Van Heiningen, with students and post-docs in his lab, as well as with collaborators, is trying to perfect that separation. The first step will be extraction of hemicelluloses.
“This is what sets us apart from the others,” says Van Heiningen. “I take the hemicellulose out before we do the actual pulping,” while maintaining the wood fiber quality for pulping or other processing.
The set-up would be relatively simple for mills, and would not require much of a technical challenge. Some mills could extract the hemicellulose and make ethanol to sell; others, Pendse suggests, could send it to a satellite mill where it could become finished products.
Like oil, chemicals from trees could be used to make a variety of products: plastics for containers or manufactured parts, coatings, adhesives and resins. One project in the Advanced Engineered Composites Center is a car fender made using a wood-derived resin.
These niche chemicals could bring twice or triple the price of pulp, Van Heiningen says. Deriving ethanol alone could add 20 percent to 30 percent in revenue.
In Maine, trees have many advantages over other crops used in biorefineries: they don’t have to be shipped in, they’re abundant and can be harvested year-round and they have a unique polymeric architecture. Seventy percent of wood cellulose is nanocrystals, Shaler says. If these nanocrystals can efficiently be removed from cellulose, they have the potential to compete with carbon nanotubes for a variety of structural, consumer and electrical applications, such as textiles and circuitry.

[Collected data entries]

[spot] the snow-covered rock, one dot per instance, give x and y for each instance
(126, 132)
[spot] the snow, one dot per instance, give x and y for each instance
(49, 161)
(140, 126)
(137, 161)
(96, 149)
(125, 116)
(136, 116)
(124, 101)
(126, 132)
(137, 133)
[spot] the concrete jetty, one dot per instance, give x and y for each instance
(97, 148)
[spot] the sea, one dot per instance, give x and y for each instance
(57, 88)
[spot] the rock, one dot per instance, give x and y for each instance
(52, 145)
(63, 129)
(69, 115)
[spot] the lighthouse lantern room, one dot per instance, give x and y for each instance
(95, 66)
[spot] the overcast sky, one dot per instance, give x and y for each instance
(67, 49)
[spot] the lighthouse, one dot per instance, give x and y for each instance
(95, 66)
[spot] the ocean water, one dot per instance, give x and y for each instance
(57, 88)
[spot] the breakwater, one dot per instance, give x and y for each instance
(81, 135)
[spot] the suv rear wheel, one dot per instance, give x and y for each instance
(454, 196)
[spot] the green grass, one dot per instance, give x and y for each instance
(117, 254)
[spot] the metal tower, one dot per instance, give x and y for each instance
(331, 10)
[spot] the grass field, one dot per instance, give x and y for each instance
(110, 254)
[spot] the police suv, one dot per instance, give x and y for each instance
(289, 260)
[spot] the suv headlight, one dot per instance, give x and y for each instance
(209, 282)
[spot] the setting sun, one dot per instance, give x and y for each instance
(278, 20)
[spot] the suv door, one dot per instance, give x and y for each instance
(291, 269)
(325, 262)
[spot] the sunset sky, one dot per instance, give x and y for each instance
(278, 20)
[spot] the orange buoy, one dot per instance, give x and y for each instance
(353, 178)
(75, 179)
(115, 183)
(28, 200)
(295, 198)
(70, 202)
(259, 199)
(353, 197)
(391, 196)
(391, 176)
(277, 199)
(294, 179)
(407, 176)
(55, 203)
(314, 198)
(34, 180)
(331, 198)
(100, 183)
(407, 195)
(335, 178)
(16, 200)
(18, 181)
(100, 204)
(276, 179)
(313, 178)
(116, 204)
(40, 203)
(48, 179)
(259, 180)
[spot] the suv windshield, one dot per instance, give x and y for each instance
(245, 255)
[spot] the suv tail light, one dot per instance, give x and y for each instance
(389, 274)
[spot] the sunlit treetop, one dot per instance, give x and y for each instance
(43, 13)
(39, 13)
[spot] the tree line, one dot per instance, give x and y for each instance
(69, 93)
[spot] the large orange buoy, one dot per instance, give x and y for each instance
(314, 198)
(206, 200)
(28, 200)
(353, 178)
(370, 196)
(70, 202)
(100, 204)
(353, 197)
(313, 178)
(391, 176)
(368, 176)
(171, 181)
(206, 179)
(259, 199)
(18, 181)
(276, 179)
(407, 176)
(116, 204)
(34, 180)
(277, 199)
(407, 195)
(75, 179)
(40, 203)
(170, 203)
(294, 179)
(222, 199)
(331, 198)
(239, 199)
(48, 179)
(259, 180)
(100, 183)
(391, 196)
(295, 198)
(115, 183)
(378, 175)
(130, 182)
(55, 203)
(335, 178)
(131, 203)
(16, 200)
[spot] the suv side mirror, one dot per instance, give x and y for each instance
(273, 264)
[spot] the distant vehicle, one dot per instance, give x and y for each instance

**Work order A:** Restate word for word the part of the passage on wood-based chemicals between "Van Heiningen, with" and "become finished products.", inclusive.
**Work order B:**
Answer these questions from the passage on wood-based chemicals:
(i) What does Van Heiningen remove before the actual pulping?
(ii) What is the project in the Advanced Engineered Composites Center?
(iii) According to Shaler, what percentage of wood cellulose is nanocrystals?

**Exercise result A:**
Van Heiningen, with students and post-docs in his lab, as well as with collaborators, is trying to perfect that separation. The first step will be extraction of hemicelluloses.
“This is what sets us apart from the others,” says Van Heiningen. “I take the hemicellulose out before we do the actual pulping,” while maintaining the wood fiber quality for pulping or other processing.
The set-up would be relatively simple for mills, and would not require much of a technical challenge. Some mills could extract the hemicellulose and make ethanol to sell; others, Pendse suggests, could send it to a satellite mill where it could become finished products.

**Exercise result B:**
(i) The hemicellulose.
(ii) A car fender made using a wood-derived resin.
(iii) Seventy percent.